— BEGIN DATA TO PROCESS —

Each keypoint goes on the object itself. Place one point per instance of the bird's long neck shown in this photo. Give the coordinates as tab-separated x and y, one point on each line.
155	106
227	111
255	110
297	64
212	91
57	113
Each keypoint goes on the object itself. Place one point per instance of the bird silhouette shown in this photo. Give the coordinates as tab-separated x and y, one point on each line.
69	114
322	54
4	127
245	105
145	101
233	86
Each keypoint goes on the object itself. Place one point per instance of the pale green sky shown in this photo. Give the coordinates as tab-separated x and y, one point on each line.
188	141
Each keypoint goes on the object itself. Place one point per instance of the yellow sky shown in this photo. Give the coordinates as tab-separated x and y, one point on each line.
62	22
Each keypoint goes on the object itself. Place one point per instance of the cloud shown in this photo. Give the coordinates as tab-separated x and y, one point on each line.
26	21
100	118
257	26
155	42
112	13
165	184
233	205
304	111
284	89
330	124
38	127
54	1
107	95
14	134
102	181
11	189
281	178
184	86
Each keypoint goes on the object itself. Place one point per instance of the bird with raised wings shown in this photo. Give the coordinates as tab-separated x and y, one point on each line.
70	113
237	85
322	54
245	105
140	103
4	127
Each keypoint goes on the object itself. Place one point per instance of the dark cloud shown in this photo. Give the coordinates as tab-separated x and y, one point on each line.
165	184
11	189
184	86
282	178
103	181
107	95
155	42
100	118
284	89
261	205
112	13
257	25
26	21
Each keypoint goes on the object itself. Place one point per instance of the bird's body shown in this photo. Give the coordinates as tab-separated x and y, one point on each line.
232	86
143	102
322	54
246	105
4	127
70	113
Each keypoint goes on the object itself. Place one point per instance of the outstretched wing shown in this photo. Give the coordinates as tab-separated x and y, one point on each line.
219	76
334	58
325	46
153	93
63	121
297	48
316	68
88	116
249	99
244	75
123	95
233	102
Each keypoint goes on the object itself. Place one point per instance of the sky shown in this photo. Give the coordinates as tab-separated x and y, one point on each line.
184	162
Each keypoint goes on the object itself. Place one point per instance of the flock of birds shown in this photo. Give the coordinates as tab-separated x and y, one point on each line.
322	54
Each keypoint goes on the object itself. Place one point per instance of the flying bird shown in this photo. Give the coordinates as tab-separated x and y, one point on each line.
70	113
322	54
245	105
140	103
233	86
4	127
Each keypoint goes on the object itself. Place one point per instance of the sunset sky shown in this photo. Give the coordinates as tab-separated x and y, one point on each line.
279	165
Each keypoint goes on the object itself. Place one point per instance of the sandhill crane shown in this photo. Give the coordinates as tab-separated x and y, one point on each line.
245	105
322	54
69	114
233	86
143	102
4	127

— END DATA TO PROCESS —

> _YOUR INSTRUCTIONS_
Reproduce the lines of the entries above exactly, but only from the line containing "of the flock" through the final line.

> _SOLUTION TO THIS TASK_
Each keypoint goes on the object itself. Place one point per instance of the flock of birds shown in this photo. Give the coordinates as tab-separated x and y, one point on each line.
322	54
Each keypoint goes on the object itself. Place one point per instance of the flying bird shown in this photo. Give the coordinates as tab-separated x and y, one point on each line.
70	113
322	54
245	105
140	103
233	86
4	127
Each keypoint goes on the object itself. Place one point per instance of the sunset sky shown in this photo. Give the coordinates as tab-separated x and y, one point on each line.
279	165
Each keypoint goes on the object itself. Place one point per instance of the sandhill crane shown in this photo. Give the coordinates as tab-separated x and y, one point on each line.
245	105
322	54
69	114
233	86
143	102
4	127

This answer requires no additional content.